Job
Output the entries from the line with "Exercise. Indicate with a point every instance of the small rock" to the line with "x=18, y=375" as a two-column CSV headed instruction and reply, with one row for each entry. Put its text and its answer each in a single quoted field with line breaks replaced by spaces, and leave out the picture.

Stored rows
============

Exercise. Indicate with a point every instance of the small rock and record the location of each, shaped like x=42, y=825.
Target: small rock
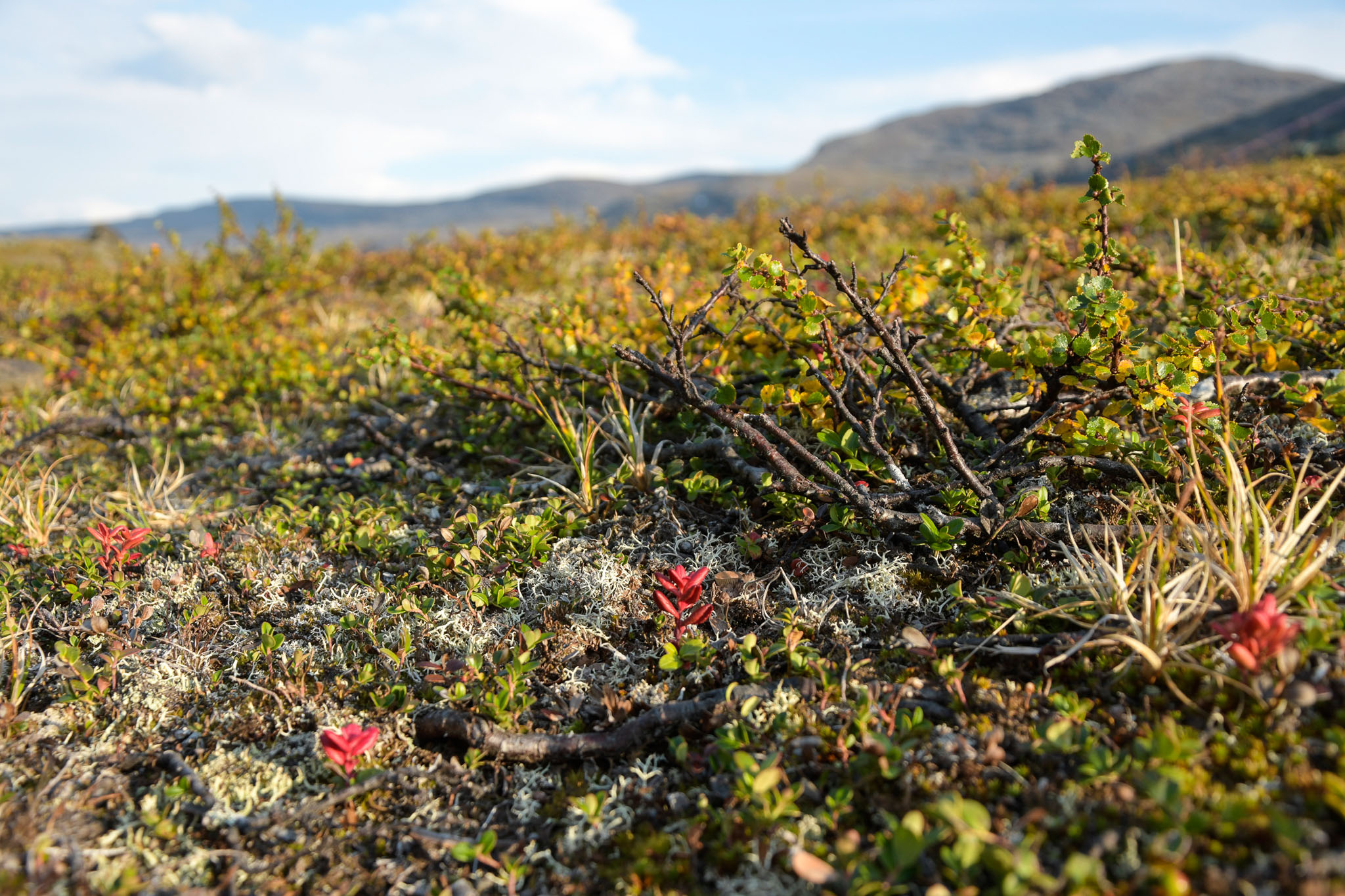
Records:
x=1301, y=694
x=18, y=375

============

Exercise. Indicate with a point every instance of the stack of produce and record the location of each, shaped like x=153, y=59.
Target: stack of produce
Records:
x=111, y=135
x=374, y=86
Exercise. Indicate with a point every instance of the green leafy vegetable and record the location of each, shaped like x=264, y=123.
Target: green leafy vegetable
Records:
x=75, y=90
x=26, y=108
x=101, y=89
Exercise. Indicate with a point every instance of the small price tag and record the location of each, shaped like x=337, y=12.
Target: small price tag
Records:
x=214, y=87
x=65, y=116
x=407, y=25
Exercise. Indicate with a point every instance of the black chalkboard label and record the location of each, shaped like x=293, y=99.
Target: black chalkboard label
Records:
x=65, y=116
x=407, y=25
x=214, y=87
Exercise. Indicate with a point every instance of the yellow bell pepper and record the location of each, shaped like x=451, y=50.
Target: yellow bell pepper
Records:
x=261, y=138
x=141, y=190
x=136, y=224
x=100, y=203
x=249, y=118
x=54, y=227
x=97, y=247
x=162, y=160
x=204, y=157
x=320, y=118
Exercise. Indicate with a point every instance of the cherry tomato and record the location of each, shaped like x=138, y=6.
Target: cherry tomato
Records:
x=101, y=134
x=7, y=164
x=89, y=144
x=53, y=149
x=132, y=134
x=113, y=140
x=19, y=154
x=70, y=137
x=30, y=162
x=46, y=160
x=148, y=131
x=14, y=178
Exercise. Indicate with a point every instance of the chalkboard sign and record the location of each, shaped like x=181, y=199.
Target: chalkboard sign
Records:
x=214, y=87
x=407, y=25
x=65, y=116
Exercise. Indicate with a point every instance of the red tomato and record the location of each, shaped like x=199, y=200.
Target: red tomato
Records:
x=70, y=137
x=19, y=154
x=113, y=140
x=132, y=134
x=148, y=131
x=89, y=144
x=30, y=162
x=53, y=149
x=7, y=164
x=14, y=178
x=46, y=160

============

Output for this exercise
instruction,reply
"Exercise. Indicate with a point every instance of the small rock and record the location of each, shaped like x=42, y=825. Target: small rock Records:","x=1301, y=694 x=18, y=375"